• [Instructions for the task]: Among the records that follow, count the lines where "below" appears, and state the count by itself.

[Saved data entries]
-=-=-
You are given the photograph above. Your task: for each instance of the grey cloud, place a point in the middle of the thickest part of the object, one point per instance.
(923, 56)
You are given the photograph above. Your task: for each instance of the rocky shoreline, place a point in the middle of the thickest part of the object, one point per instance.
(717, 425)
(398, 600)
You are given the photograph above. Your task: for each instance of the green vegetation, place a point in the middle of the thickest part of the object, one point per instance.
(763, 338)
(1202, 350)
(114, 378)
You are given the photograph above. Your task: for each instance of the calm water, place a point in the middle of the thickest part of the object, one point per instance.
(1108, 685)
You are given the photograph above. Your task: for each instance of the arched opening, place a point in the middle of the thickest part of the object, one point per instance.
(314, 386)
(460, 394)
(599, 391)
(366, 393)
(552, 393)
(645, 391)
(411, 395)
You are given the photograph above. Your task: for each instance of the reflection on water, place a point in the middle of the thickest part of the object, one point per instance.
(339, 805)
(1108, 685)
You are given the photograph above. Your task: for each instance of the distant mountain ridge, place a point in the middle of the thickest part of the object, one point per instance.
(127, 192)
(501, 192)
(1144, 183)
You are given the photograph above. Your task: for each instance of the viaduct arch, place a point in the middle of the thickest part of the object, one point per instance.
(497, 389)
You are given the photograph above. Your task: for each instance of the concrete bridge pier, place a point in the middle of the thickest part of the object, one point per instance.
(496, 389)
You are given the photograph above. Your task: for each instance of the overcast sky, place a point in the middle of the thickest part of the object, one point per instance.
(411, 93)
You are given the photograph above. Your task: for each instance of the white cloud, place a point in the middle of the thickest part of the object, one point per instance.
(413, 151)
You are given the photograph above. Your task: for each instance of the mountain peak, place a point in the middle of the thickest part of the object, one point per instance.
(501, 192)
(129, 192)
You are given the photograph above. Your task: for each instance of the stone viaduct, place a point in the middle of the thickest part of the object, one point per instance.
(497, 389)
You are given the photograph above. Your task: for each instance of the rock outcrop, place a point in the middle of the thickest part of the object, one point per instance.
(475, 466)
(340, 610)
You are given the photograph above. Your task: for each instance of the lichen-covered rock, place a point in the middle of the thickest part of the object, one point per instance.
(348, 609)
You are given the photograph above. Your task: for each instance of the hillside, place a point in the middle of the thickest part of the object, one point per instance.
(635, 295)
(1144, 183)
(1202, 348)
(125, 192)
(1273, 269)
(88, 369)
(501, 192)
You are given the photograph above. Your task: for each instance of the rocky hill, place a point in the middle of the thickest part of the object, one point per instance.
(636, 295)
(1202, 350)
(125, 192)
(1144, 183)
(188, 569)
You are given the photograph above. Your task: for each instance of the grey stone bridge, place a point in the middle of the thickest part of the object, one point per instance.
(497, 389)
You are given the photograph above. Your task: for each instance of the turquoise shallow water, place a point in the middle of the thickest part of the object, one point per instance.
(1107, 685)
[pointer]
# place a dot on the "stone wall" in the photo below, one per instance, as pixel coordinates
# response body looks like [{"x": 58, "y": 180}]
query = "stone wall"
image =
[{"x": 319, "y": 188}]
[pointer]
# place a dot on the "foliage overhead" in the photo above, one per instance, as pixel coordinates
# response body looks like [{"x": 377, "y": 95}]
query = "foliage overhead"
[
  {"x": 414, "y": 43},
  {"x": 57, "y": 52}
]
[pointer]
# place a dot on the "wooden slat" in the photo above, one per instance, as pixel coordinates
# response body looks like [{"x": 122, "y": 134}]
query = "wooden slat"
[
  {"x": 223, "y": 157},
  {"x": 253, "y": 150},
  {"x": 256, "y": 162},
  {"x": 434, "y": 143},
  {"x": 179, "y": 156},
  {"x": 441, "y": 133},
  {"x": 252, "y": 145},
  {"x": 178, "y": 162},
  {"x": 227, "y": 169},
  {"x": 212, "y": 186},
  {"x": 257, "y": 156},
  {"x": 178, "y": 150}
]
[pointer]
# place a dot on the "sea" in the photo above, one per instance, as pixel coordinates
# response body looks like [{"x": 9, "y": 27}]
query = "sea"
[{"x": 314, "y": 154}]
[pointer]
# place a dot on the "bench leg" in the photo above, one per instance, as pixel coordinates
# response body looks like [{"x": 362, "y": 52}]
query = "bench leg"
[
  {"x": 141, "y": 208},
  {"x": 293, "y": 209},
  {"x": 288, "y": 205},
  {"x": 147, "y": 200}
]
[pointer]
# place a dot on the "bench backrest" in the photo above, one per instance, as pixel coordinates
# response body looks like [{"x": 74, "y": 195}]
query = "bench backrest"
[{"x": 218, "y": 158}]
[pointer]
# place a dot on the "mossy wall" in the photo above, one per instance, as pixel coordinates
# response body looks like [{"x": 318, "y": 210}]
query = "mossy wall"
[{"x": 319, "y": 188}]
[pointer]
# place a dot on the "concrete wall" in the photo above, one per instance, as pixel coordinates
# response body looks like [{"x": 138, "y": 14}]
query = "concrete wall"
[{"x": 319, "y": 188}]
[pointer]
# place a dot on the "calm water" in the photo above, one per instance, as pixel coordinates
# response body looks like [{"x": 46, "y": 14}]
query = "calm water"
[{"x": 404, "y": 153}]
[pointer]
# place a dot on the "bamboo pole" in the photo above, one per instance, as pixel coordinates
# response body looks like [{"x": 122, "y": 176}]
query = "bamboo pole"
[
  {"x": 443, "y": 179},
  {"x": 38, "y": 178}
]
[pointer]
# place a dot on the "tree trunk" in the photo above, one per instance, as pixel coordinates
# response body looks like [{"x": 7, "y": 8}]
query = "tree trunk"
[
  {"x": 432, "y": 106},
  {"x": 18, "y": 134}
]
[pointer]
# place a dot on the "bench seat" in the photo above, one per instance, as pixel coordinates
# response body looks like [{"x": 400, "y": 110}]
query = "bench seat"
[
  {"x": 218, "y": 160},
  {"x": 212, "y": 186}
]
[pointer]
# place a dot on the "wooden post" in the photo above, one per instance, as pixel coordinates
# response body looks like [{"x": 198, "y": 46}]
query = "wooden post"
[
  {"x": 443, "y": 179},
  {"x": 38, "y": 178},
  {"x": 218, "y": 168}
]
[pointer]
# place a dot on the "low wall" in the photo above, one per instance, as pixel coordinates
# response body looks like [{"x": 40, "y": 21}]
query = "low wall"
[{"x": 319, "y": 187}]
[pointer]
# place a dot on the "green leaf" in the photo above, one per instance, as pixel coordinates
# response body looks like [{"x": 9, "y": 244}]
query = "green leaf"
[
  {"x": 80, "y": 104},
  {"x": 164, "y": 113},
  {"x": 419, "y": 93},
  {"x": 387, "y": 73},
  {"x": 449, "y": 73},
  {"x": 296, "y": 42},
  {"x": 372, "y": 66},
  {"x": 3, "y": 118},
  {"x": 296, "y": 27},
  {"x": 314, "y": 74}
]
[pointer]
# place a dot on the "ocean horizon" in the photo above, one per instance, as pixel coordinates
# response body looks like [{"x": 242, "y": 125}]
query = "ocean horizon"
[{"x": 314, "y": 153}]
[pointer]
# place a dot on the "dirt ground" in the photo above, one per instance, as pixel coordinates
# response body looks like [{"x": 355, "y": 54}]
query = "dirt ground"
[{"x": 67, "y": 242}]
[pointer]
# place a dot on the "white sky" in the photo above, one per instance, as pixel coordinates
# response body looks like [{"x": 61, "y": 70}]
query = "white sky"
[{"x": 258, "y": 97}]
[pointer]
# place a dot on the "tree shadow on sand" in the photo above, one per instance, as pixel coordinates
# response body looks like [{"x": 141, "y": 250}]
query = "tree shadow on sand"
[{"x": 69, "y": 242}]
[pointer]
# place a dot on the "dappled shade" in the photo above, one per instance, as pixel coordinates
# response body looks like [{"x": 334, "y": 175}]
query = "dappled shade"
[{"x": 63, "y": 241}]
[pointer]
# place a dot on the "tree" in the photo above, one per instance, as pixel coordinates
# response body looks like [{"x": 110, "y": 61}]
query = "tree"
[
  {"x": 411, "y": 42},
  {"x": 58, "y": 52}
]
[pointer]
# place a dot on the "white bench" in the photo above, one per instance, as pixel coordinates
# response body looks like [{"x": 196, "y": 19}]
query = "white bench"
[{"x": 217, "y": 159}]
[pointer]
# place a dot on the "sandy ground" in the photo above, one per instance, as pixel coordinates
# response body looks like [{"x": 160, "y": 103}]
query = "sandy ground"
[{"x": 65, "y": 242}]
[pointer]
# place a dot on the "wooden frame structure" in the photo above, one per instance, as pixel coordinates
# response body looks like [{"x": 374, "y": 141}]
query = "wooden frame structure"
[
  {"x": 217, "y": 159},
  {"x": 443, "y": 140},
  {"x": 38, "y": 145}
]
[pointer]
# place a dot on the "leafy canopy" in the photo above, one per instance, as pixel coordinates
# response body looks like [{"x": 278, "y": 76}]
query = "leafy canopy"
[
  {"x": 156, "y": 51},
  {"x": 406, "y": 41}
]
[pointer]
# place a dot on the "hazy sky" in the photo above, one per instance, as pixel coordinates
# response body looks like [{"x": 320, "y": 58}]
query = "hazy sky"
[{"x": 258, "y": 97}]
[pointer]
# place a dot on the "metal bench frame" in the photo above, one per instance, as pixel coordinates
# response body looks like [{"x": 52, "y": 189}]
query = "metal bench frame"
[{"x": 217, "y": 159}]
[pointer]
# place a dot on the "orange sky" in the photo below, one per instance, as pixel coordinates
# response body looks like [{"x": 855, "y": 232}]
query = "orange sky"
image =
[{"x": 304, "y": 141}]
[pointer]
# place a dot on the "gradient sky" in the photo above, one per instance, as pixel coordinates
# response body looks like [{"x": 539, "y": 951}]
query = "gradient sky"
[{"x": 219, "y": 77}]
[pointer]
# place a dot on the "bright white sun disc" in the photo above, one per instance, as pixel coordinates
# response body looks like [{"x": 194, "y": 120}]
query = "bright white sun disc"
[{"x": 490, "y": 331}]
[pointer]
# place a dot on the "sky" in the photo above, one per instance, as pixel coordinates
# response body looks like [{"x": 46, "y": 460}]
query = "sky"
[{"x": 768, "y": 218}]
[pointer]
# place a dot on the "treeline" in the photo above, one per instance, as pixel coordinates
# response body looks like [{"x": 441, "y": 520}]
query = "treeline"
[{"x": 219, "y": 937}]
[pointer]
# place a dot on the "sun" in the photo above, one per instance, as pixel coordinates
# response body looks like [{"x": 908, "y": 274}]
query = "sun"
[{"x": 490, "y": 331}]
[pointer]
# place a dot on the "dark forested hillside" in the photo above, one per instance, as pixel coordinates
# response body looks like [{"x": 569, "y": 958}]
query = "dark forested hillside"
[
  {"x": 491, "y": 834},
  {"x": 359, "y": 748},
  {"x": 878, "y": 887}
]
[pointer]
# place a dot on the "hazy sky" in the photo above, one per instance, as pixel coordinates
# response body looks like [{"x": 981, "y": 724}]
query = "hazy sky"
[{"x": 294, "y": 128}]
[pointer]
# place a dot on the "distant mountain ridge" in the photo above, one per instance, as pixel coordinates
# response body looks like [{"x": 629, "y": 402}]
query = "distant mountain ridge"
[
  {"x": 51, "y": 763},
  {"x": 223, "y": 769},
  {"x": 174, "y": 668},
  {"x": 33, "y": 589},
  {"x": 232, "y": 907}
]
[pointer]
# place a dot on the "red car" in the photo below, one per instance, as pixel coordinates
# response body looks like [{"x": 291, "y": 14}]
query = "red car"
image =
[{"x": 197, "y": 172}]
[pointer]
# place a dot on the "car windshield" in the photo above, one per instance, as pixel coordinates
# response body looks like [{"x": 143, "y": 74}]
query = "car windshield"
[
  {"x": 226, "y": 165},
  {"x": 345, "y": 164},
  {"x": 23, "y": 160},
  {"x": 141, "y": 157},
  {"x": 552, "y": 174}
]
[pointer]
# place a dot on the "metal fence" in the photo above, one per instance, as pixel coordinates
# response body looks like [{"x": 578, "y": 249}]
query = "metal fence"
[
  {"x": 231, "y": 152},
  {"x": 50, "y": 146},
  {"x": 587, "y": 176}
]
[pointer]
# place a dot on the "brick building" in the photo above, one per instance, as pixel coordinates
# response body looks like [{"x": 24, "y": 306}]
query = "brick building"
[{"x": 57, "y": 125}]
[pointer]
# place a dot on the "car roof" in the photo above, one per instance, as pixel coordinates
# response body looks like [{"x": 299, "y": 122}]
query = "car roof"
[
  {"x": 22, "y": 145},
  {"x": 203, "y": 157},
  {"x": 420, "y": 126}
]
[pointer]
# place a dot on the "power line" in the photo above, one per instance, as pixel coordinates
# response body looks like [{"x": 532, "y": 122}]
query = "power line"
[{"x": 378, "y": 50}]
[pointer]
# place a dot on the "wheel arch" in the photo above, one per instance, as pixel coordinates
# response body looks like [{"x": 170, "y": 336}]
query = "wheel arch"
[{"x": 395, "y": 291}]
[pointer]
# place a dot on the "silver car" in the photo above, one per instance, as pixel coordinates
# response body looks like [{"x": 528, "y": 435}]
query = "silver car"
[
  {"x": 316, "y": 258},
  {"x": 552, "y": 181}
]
-=-=-
• [Solved exercise]: 3